> _PROVIDED DATA_
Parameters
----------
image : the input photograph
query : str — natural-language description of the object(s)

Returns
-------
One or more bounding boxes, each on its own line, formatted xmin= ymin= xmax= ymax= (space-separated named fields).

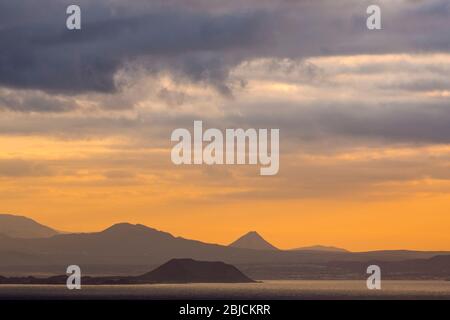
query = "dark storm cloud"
xmin=1 ymin=0 xmax=450 ymax=99
xmin=0 ymin=0 xmax=269 ymax=95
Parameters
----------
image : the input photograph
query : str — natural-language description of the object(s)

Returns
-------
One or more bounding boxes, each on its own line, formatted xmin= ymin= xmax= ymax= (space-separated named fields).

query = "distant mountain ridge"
xmin=0 ymin=214 xmax=59 ymax=238
xmin=0 ymin=223 xmax=355 ymax=269
xmin=229 ymin=231 xmax=278 ymax=251
xmin=1 ymin=215 xmax=450 ymax=279
xmin=291 ymin=245 xmax=349 ymax=253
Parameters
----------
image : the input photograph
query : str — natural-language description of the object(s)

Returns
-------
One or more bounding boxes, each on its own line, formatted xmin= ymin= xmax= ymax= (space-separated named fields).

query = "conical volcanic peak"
xmin=229 ymin=231 xmax=278 ymax=250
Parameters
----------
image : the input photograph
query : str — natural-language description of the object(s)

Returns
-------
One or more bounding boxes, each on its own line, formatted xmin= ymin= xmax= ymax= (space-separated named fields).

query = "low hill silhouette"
xmin=0 ymin=259 xmax=255 ymax=284
xmin=291 ymin=245 xmax=348 ymax=253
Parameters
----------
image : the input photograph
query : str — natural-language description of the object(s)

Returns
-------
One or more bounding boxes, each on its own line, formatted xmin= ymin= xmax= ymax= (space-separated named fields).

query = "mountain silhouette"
xmin=229 ymin=231 xmax=278 ymax=250
xmin=0 ymin=223 xmax=350 ymax=269
xmin=0 ymin=214 xmax=59 ymax=238
xmin=1 ymin=216 xmax=450 ymax=279
xmin=291 ymin=245 xmax=349 ymax=253
xmin=0 ymin=223 xmax=269 ymax=266
xmin=0 ymin=259 xmax=255 ymax=284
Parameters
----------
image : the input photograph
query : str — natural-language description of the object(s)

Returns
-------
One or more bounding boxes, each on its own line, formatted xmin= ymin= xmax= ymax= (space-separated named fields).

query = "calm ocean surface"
xmin=1 ymin=281 xmax=449 ymax=300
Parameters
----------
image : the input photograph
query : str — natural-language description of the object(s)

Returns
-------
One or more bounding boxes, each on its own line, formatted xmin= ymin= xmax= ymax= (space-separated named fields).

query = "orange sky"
xmin=1 ymin=134 xmax=450 ymax=251
xmin=1 ymin=185 xmax=450 ymax=251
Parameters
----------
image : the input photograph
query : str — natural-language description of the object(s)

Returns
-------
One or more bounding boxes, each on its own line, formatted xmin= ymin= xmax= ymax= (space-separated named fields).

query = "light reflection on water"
xmin=1 ymin=281 xmax=450 ymax=299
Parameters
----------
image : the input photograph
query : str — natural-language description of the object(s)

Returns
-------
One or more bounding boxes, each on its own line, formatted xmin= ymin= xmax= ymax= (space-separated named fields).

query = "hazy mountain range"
xmin=0 ymin=214 xmax=449 ymax=280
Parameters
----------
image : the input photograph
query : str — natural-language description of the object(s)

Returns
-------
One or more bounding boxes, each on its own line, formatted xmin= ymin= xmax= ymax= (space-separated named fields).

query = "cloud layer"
xmin=1 ymin=0 xmax=450 ymax=205
xmin=1 ymin=0 xmax=450 ymax=96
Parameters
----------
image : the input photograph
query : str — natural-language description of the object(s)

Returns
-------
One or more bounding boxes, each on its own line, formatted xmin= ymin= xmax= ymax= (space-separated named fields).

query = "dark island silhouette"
xmin=0 ymin=259 xmax=255 ymax=285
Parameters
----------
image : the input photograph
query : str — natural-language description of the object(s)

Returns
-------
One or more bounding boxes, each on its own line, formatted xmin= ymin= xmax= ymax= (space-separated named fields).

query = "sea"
xmin=0 ymin=280 xmax=449 ymax=299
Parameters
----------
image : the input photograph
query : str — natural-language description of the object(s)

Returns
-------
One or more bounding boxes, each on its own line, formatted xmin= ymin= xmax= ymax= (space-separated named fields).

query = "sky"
xmin=1 ymin=0 xmax=450 ymax=251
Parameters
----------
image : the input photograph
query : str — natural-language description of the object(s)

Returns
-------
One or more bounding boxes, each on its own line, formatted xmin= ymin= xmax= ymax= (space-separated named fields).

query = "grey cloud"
xmin=0 ymin=89 xmax=78 ymax=112
xmin=1 ymin=97 xmax=450 ymax=145
xmin=157 ymin=88 xmax=188 ymax=107
xmin=379 ymin=78 xmax=450 ymax=92
xmin=217 ymin=99 xmax=450 ymax=145
xmin=1 ymin=0 xmax=450 ymax=101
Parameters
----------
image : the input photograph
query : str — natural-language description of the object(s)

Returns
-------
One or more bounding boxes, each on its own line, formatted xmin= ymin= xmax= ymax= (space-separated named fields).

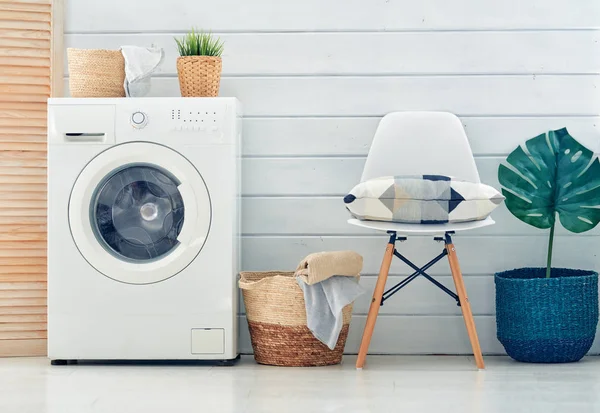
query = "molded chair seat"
xmin=348 ymin=216 xmax=495 ymax=235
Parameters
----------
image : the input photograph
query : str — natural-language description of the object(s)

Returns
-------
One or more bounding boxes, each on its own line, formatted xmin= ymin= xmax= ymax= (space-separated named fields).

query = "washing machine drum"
xmin=94 ymin=165 xmax=185 ymax=261
xmin=69 ymin=142 xmax=211 ymax=284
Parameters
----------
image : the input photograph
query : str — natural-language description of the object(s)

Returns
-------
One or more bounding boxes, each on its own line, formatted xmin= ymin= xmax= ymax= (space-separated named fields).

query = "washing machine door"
xmin=69 ymin=142 xmax=211 ymax=284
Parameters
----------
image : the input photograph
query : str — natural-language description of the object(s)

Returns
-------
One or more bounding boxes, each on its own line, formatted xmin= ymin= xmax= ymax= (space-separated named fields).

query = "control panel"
xmin=49 ymin=98 xmax=240 ymax=146
xmin=171 ymin=108 xmax=223 ymax=133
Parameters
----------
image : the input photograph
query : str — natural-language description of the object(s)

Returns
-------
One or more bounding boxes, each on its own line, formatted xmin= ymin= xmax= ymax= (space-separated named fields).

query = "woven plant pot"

> _REQUIRED WORK_
Retype each entry precisely. Skip images entirely.

> _SOLVED EXERCISE_
Parameters
----------
image : the input photograph
query : str — natural-language description of the object(s)

Returns
-------
One or more bounding boxes, each on its own line, formatted xmin= ymin= xmax= ymax= (space-separated named fields).

query = "dark storm cloud"
xmin=1 ymin=0 xmax=450 ymax=99
xmin=0 ymin=0 xmax=269 ymax=95
Parameters
----------
image : the input photograph
query : str — natural-language description of the object(s)

Returns
-------
One or more bounding boxes, each on its own line, formatted xmin= ymin= xmax= ymax= (space-separated named fields).

query = "distant mountain ridge"
xmin=0 ymin=214 xmax=59 ymax=238
xmin=0 ymin=223 xmax=355 ymax=269
xmin=229 ymin=231 xmax=278 ymax=251
xmin=1 ymin=215 xmax=450 ymax=279
xmin=291 ymin=245 xmax=349 ymax=253
Parameters
----------
image : the input photograph
query : str — natural-language description of the object(s)

Returns
-------
One or more bounding boxes, each on its own line, formatted xmin= ymin= xmax= ymax= (space-separated named fields).

query = "conical volcanic peak"
xmin=229 ymin=231 xmax=278 ymax=250
Parameters
----------
image : the input photograph
query : str — natural-language description of the object(s)

Returns
-------
One or more bounding boxes, each on its own line, formatted xmin= ymin= xmax= ymax= (space-separated named fields).

query = "low hill silhouette"
xmin=0 ymin=259 xmax=255 ymax=284
xmin=291 ymin=245 xmax=348 ymax=253
Parameters
----------
image : the input photograph
query : str — natural-language description of the object(s)

Returns
-------
One or more bounding boxes, each on its own line, formatted xmin= ymin= xmax= ymax= (space-separated named fields).

query = "mountain silhouette"
xmin=229 ymin=231 xmax=278 ymax=250
xmin=0 ymin=223 xmax=350 ymax=269
xmin=0 ymin=214 xmax=59 ymax=238
xmin=1 ymin=216 xmax=450 ymax=279
xmin=291 ymin=245 xmax=349 ymax=253
xmin=0 ymin=223 xmax=269 ymax=266
xmin=0 ymin=259 xmax=255 ymax=284
Parameters
----------
image : the input photograph
query : str — natural-language description of the object(s)

Returns
-------
One or more bounding boxes, each on its own line, formatted xmin= ymin= xmax= ymax= (space-separated named fields).

query = "calm ocean surface"
xmin=1 ymin=281 xmax=449 ymax=300
Parameters
----------
image : the input photograph
query : str — natural-language description of the object(s)

Returns
-------
One or more bounding boxes, each on its own line, formatted xmin= ymin= xmax= ymax= (space-separated named fields).

query = "orange sky"
xmin=1 ymin=134 xmax=450 ymax=251
xmin=1 ymin=185 xmax=450 ymax=251
Parameters
----------
image : the input photograph
query : str — natural-language description of the object(s)

Returns
-------
One or more bounding boxes, each on its own line, formatted xmin= ymin= xmax= ymax= (space-separated named fields).

query = "light reflection on water"
xmin=1 ymin=281 xmax=450 ymax=299
Parameters
----------
image : the input photograph
query : str — natural-language description of the object(s)

Returns
-------
One or more bounding boxes, each on its own line, formatted xmin= ymin= xmax= ymax= (space-separated named fields).

query = "hazy mountain range"
xmin=0 ymin=214 xmax=449 ymax=280
Parameters
----------
image : the input photograph
query : str — natural-language description of the object(s)

Returns
-------
One or more bounding boxes, each on its own line, formatted xmin= ymin= xmax= ymax= (space-separated named fields).

query = "cloud layer"
xmin=1 ymin=0 xmax=450 ymax=205
xmin=1 ymin=0 xmax=450 ymax=96
Parameters
----------
image : the input photograph
query : str — natural-language description of the object(s)

Returns
-------
One or more bounding boxes, each on its own line, formatted xmin= ymin= xmax= ymax= (space-separated named fields).

query = "dark island silhouette"
xmin=0 ymin=259 xmax=255 ymax=285
Parameters
----------
image : the input photograph
query : str — natural-language description of the object(s)

Returns
-------
One or more bounding boxes, each on its own line, formatted xmin= ymin= xmax= ymax= (space-separated named fields).

query = "sea"
xmin=0 ymin=280 xmax=449 ymax=299
Parameters
----------
image : the input photograph
query : str — natural-language description of the object(s)

Returns
-------
One or more bounding boxes, each on its own line, formatted xmin= ymin= xmax= ymax= (space-separated named fields).

query = "sky"
xmin=1 ymin=0 xmax=450 ymax=251
Parameters
----------
image : the input photograph
query : str — natural-language description of the object(s)

Returns
-------
One or more bounding boxes, each on its own line, formatted xmin= ymin= xmax= ymax= (space-separated named fields).

query = "grey cloud"
xmin=0 ymin=89 xmax=78 ymax=112
xmin=1 ymin=97 xmax=450 ymax=145
xmin=157 ymin=88 xmax=188 ymax=107
xmin=379 ymin=78 xmax=450 ymax=92
xmin=217 ymin=99 xmax=450 ymax=145
xmin=1 ymin=0 xmax=450 ymax=101
Parameters
----------
image : the input photograph
query : str — natural-language description of the object(s)

Returns
-------
One or more bounding boxes, each on its own line, formatted xmin= ymin= xmax= ymax= (space-separated named fields).

query = "molded chair seat"
xmin=348 ymin=216 xmax=495 ymax=235
Parameters
----------
image : the input photograph
query : str — natural-language description of the object(s)

Returns
-------
One or more bounding boxes, each on its own line, formatted xmin= ymin= xmax= ymax= (space-separated named fields).

query = "washing machine drum"
xmin=94 ymin=165 xmax=185 ymax=261
xmin=69 ymin=142 xmax=211 ymax=284
Parameters
----------
image : the input photograph
query : str — natural-language description of the object(s)

Returns
-------
One or more bounding boxes, each on its own line, formatted xmin= ymin= xmax= ymax= (space-separated named fields).

query = "washing machine door"
xmin=69 ymin=142 xmax=211 ymax=284
Parameters
----------
image : the input photograph
query : str — natural-language description of the object(s)

Returns
-------
One or more bounding boxes, each on its own line, formatted xmin= ymin= xmax= ymax= (space-separated named fields).

query = "control panel"
xmin=49 ymin=98 xmax=240 ymax=146
xmin=171 ymin=108 xmax=223 ymax=133
Parameters
----------
image : the input photograph
query : str — natural-language description of the object(s)

Returns
-------
One or more bounding boxes, each on its own line, formatted xmin= ymin= xmax= ymax= (space-separated named fields).

query = "woven plant pot"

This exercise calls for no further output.